Bertrand Meyer’s Design by Contract (DBC) formalizes the relationship between caller and callee:

  • Precondition (requires): What the caller guarantees before the call
  • Postcondition (ensures): What the callee guarantees after the call
  • Class invariant: What must be true before and after every public method

C++ Implementation

C++ doesn’t have native DBC (C++20 contracts were removed, C++26 may reintroduce them). We build our own:

#define REQUIRE(cond) do { if (!(cond)) { \
    std::cerr << "PRECONDITION FAILED: " #cond \
              << " at " << __FILE__ << ":" << __LINE__ << "\n"; \
    std::abort(); }} while(0)

#define ENSURE(cond) do { if (!(cond)) { \
    std::cerr << "POSTCONDITION FAILED: " #cond \
              << " at " << __FILE__ << ":" << __LINE__ << "\n"; \
    std::abort(); }} while(0)

Key principle: Assertions are not error handling. They catch programmer mistakes, not runtime errors. A failed assertion means a bug exists in the code. The correct response is to crash loudly and fix the bug, not to “handle” it gracefully.

_ _ _ _ _

Stated problem 1:
Answer these from the Design by Contract text:
(a) What must hold for a class invariant?
(b) What happened to contracts in C++20?
(c) What does the text give as the correct response to a failed assertion?
Stated problem 2: Please carry the Design by Contract text forward from its last sentence.

Source excerpt:
_ _ _ _ _

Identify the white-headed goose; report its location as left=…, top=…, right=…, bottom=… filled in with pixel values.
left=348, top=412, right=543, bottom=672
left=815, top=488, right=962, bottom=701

_ _ _ _ _

Response 1:
(a) It must be true before and after every public method.
(b) They were removed.
(c) Crash loudly and fix the bug, rather than handling it gracefully.

Response 2:
Saturating Arithmetic

In safety-critical code, integer overflow is undefined behavior that has killed people (Ariane 5). Saturating arithmetic clamps results to the representable range:

int32_t sat_add(int32_t a, int32_t b) {
    int64_t result = static_cast<int64_t>(a) + b;
    if (result > INT32_MAX) return INT32_MAX;
    if (result < INT32_MIN) return INT32_MIN;
    return static_cast<int32_t>(result);
}

4. Static Analysis Tools for C++

Compiler Flags That Matter

Flag What It Catches
-Wall -Wextra Basic warnings: unused vars, implicit conversions, missing returns
-Wshadow Variable shadowing — a frequent source of subtle bugs
-Wconversion Implicit narrowing conversions (int→short, double→float)
-Wformat=2 Format string mismatches (printf family)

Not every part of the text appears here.